Prompt: Output the listing verbatim, leaving out every picture.

■ ■ ■ ■ ■ ■ ■

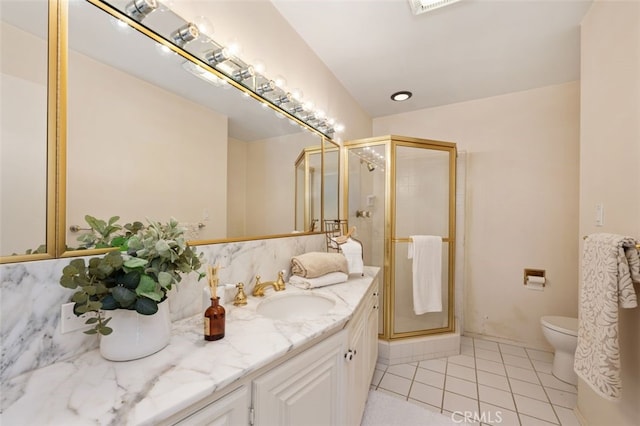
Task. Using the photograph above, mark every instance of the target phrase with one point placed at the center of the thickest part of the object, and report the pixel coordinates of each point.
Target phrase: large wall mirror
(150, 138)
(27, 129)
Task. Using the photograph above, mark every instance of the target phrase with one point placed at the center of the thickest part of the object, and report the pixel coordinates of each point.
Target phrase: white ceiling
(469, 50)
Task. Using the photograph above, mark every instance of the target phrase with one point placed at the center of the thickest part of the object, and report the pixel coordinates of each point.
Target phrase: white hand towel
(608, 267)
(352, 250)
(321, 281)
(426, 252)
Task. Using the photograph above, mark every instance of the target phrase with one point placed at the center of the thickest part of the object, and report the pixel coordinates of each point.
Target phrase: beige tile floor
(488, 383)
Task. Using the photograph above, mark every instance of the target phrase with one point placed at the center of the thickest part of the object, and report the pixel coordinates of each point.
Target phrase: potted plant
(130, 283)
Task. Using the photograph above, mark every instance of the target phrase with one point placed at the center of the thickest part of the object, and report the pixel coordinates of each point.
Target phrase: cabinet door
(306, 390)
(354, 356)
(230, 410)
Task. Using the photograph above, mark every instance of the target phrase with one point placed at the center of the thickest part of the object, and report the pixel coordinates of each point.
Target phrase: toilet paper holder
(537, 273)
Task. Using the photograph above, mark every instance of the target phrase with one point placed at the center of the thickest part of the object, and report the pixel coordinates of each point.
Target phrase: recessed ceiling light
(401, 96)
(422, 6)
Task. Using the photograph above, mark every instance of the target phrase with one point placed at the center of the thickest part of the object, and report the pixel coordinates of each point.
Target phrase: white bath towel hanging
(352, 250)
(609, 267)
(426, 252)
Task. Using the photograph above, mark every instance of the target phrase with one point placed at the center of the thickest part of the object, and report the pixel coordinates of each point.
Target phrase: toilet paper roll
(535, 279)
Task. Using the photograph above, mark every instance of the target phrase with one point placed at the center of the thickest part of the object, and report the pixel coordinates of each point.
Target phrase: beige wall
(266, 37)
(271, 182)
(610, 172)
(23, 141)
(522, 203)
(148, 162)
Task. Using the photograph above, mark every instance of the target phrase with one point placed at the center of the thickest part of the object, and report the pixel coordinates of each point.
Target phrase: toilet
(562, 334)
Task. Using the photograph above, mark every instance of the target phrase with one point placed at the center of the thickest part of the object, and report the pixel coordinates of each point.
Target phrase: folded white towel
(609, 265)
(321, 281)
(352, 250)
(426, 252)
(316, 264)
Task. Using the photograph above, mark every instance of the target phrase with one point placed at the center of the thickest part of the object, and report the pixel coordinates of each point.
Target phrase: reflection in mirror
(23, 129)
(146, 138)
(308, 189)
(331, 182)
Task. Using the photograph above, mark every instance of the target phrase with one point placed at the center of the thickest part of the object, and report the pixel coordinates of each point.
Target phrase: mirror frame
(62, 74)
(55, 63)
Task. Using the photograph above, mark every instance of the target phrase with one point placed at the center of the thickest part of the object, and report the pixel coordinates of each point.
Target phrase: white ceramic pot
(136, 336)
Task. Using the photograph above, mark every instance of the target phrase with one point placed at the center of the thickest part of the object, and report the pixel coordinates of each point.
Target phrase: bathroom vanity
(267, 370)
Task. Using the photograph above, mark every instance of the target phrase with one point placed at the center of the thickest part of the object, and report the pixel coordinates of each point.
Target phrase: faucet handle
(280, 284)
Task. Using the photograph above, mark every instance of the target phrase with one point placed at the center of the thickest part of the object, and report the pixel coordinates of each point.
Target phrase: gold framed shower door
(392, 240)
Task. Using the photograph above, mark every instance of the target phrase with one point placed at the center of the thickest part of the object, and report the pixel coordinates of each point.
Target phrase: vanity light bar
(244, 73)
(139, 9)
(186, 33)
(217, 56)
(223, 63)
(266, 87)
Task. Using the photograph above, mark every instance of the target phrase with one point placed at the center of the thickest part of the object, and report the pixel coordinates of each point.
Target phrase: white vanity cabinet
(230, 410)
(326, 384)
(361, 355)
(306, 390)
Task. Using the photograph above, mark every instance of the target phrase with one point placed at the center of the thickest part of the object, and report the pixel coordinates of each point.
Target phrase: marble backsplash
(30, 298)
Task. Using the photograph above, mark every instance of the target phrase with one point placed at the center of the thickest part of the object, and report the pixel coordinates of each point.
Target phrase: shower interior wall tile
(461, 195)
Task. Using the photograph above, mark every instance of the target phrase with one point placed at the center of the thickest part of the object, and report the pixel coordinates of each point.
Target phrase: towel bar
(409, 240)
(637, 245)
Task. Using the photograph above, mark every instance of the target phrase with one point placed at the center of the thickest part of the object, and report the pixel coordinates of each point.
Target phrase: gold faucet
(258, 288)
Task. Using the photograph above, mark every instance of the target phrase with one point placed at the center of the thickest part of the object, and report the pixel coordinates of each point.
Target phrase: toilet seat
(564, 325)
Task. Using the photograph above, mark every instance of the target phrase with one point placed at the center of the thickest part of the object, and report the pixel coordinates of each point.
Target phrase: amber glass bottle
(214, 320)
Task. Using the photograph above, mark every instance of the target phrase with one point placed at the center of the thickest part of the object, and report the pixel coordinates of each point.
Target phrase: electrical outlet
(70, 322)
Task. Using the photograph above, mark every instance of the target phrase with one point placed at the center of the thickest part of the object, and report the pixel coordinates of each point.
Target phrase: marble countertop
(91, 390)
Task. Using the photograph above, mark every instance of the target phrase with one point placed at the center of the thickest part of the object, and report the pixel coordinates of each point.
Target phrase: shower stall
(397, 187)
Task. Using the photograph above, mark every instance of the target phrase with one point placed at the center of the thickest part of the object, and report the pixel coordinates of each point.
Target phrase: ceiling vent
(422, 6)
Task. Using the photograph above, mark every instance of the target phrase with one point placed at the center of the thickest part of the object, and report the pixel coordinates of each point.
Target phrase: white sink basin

■ ■ ■ ■ ■ ■ ■

Task answer:
Task. Using the photograph above, mark every instance of the target phrase with one point placed at the center of the thickest part of the object, and report the pixel coordinates of each point.
Target phrase: large wall mirror
(150, 138)
(27, 129)
Task. Using the photograph above, mark every instance of the target phrase with one point placed at the center of the thickest part of the object, and report the pixel coordinates of each point.
Target phrase: white ceiling
(469, 50)
Task. Using the photograph above, mark every instance of the target phrase with one point placed at the center of the thickest part of the object, and report the pixel coordinates of each point.
Target phrase: white hand towel
(608, 267)
(352, 250)
(321, 281)
(426, 252)
Task. Using the photograph above, mark every instance of the target phrase with one point placed at the center of the thickest part of the object, and report the pixel coordinates of each point.
Target phrase: beige tile floor
(488, 383)
Task. Using the photograph above, mark every instance of the target phrase with one point placed at the center of the thickest part of the object, and report the pixel coordinates of each point.
Target phrase: potted plant
(130, 283)
Task. Using the photograph above, mark every instance of the target phrase with one point placed at the center of the thickest part of the object, and report the pixel coordinates of each point.
Target phrase: cabinet door
(306, 390)
(354, 356)
(230, 410)
Task. Using the photograph above, mark every instance of the target phrase with one point placed at the center of the thickest part of the object, and report the pixel coordinates of each point.
Target phrase: toilet paper holder
(537, 273)
Task. Using the photograph above, mark every instance of the target phrase with one point placed at the center of the thickest part of the object, and report the pixel coordinates of each point.
Target phrase: recessed ceiling light
(401, 96)
(422, 6)
Task. Using the photograph above, mark every instance of the target phrase with one point placed at the center of the thickest part of the object, and report the pixel coordinates of each point.
Target phrase: white bath towel hanging
(352, 250)
(609, 267)
(426, 252)
Task. Using the photograph above, mark every instance of the target phrase with one point placed at the center of the thickest part of the object, and report the pixel coordinates of each point.
Target phrase: toilet paper roll
(535, 279)
Task. Using the photograph above, mark every instance of the target phrase with one point placed at the center of the thickest part of the object, and report the pixel coordinates of each point.
Target phrase: beige wall
(266, 37)
(271, 182)
(610, 172)
(23, 141)
(522, 203)
(148, 162)
Task. Using the photograph above, mark every instance of the target phrase with one point placed at the center of the thickest part of the object, and report the pixel coordinates of each point.
Target phrase: toilet
(562, 334)
Task. Using the photograph above, mark every instance of the target phrase with one point placed at the center of the thickest part of the object, and report the pixel coordinates of each point.
Target phrase: folded white towel
(609, 265)
(321, 281)
(352, 250)
(426, 252)
(316, 264)
Task. Using the photograph above, mark every instance of the target phrase with one point placed at the center of the thickest part of the object, and report the pixel coordinates of each point.
Target phrase: reflection in mirror
(23, 129)
(146, 138)
(308, 189)
(331, 182)
Task. Using the photograph above, mark every instance of the target phrase with one point placed at the center of the thickest part of the object, and report the pixel coordinates of each point.
Target phrase: mirror frame
(62, 74)
(55, 63)
Task. Using the photograph above, mark every instance of the target phrase with one point placed at the center of the thickest part of the object, and report the pixel coordinates of each point.
Target phrase: white ceramic pot
(136, 336)
Task. Using the photograph above, mark every instance of the target phrase with one point placed at the center of the thickest part of the object, and report the pixel coordinates of each point.
Target phrase: bathroom vanity
(267, 370)
Task. Using the photograph above, mark every instance of the target phrase with one point placed at the center of the thickest part of the object, and report the pixel coordinates of each point.
Target phrase: faucet handle
(280, 284)
Task. Using the photograph above, mark every instance of the target phrase with one point placed at the center of the thickest part of the object, and report the pixel coordinates of each point.
Target phrase: gold framed shower door
(392, 240)
Task. Using the photograph above, mark every instance of the target phrase with one point placed at the center of the thickest part of the object, and report the pixel coordinates of each point.
Target phrase: vanity light bar
(244, 73)
(139, 9)
(186, 33)
(217, 56)
(223, 63)
(266, 87)
Task. Using the photograph above, mark every instance of the target phrase with one point placed at the center of the thickest part of the object, and report the pixel coordinates of each point.
Target phrase: white vanity cabinet
(230, 410)
(326, 384)
(361, 355)
(306, 390)
Task. Using the photograph above, mark every instance of the target phrase with one point placed at the center of the thickest part of the object, and report the pixel coordinates of each point.
Target phrase: marble backsplash
(30, 298)
Task. Using the photograph above, mark every instance of the target phrase with one point placed at the center of the thickest part of the object, and report the pixel coordinates of each point.
Target phrase: shower interior wall tile
(461, 195)
Task. Using the photograph above, mark every instance of the target phrase with one point placed at the center of the thickest part of the object, and report the pixel coordinates of each point.
Target phrase: towel bar
(409, 240)
(637, 245)
Task. Using the photograph above, mark every instance of the target phrase with one point placed at the center of the thickest part of the object, and report the pixel coordinates of each point.
Target phrase: gold faucet
(258, 288)
Task. Using the photograph above, mark every instance of the target phrase with one point placed at the center of the thickest part of the object, and report the pixel coordinates of each point.
Target phrase: toilet seat
(564, 325)
Task. Using the photograph above, mark every instance of the target phrase with one point placed at the center of the thickest part of the object, and report the pixel coordinates of each point.
Target phrase: amber glass bottle
(214, 320)
Task. Using the photograph above, mark every instance of the target phrase with one point placed at the center of the thickest part of the object, and report the pixel coordinates of each point.
Target phrase: electrical outlet
(70, 322)
Task. Using the photograph above, mark every instance of the target phrase with one point placed at the center of the thickest part of the object, and report the pixel coordinates of each point.
Target phrase: marble countertop
(91, 390)
Task. Using the photograph above, mark every instance of the target phrase with one point placed at the center of the thickest part of the object, and report the pixel coordinates of each point.
Target phrase: shower stall
(397, 187)
Task. Using the photograph above, mark every instance of the target phrase with one point placed at the center of the thickest part of the object, and report the pixel coordinates of each point.
Target phrase: ceiling vent
(422, 6)
Task. Using the photograph above, mark every instance of the target phrase with one point placed at the center of the thickest part of the object, and report the pixel coordinates of each point.
Target phrase: white sink basin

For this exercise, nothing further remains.